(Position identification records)
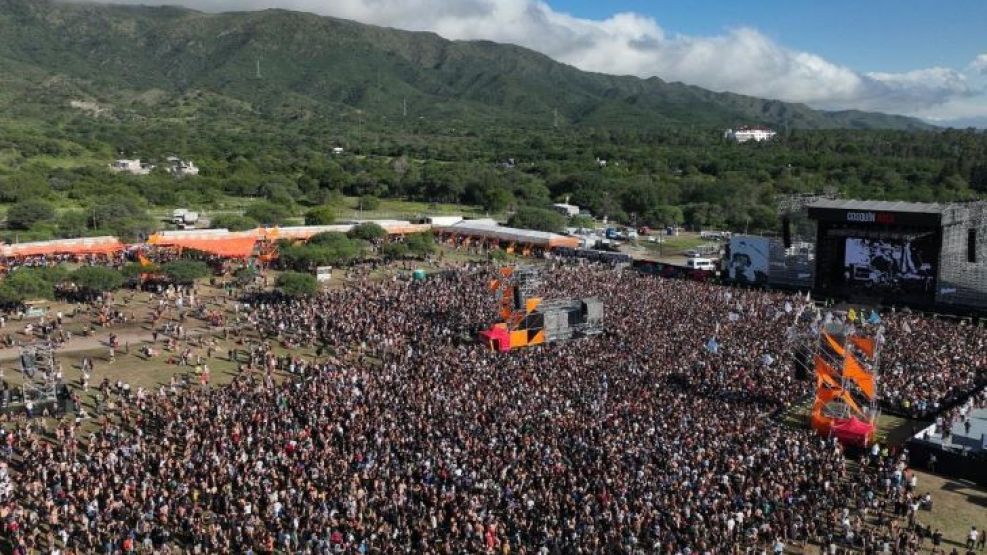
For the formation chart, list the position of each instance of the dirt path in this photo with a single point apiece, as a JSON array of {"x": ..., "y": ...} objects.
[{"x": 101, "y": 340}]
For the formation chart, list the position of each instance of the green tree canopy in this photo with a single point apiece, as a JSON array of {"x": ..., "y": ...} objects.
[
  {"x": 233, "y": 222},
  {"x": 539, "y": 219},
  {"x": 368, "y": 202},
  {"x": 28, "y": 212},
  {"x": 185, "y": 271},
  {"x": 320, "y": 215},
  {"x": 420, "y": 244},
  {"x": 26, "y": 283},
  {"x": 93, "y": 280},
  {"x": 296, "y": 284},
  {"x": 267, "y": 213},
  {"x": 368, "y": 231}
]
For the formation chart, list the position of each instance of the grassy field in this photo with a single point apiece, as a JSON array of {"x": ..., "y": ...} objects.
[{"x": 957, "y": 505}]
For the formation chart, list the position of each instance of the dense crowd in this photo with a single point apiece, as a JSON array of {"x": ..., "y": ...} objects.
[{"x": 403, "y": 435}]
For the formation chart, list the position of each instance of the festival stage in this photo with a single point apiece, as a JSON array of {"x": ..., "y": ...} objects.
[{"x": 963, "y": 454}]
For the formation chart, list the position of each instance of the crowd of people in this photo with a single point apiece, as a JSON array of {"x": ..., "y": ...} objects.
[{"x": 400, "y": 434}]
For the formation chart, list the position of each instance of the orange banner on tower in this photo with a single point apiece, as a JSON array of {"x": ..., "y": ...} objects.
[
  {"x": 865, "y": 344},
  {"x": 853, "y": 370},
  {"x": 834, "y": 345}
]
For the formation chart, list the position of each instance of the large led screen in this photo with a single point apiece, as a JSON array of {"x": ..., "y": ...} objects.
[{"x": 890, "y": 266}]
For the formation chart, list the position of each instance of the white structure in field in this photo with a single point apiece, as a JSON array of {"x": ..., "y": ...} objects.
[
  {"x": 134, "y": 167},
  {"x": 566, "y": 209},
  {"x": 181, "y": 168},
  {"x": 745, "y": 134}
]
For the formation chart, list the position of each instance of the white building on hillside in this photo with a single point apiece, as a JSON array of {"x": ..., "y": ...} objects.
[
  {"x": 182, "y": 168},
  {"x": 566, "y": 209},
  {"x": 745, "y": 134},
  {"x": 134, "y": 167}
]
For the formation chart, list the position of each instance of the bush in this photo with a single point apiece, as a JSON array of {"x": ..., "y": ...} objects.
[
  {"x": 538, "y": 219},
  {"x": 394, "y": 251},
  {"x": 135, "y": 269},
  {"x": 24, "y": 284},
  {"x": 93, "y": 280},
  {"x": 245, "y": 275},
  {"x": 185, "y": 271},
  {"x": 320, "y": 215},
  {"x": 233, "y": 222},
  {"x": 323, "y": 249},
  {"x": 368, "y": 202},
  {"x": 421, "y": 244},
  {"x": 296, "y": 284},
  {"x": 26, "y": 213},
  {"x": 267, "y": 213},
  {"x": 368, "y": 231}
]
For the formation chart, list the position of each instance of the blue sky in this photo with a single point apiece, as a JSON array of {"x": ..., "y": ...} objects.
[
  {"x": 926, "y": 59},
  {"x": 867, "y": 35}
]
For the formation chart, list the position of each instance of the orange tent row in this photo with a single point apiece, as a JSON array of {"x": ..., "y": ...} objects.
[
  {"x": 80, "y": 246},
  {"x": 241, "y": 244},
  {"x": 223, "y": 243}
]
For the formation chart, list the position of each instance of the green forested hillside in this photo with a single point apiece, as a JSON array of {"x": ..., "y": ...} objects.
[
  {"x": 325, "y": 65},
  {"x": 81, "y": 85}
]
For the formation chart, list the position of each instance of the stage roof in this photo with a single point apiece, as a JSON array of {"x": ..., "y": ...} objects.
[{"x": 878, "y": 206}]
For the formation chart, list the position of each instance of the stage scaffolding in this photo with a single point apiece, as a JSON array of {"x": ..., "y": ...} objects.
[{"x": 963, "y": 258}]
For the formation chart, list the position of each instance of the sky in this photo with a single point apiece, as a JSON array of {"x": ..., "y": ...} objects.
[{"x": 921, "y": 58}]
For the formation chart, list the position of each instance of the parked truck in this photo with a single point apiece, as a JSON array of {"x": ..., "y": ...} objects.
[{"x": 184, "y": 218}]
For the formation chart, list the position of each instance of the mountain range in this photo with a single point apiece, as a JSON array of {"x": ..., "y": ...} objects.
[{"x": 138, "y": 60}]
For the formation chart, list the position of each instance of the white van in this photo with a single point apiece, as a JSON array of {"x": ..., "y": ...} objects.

(TASK DESCRIPTION):
Copy out, word for word, the lines from the one containing "of the mountain" through the final line of the records above.

(RESPONSE BELOW):
For the formation chart, list the position of each instance of the mountain range in this photo with a single point apiece, as a JSON array of {"x": ..., "y": ...} objects.
[{"x": 138, "y": 60}]
For the formation chart, list the position of each instance of the white van in this photo with a single point apiece, as a JSON array of {"x": ..., "y": ...} objects.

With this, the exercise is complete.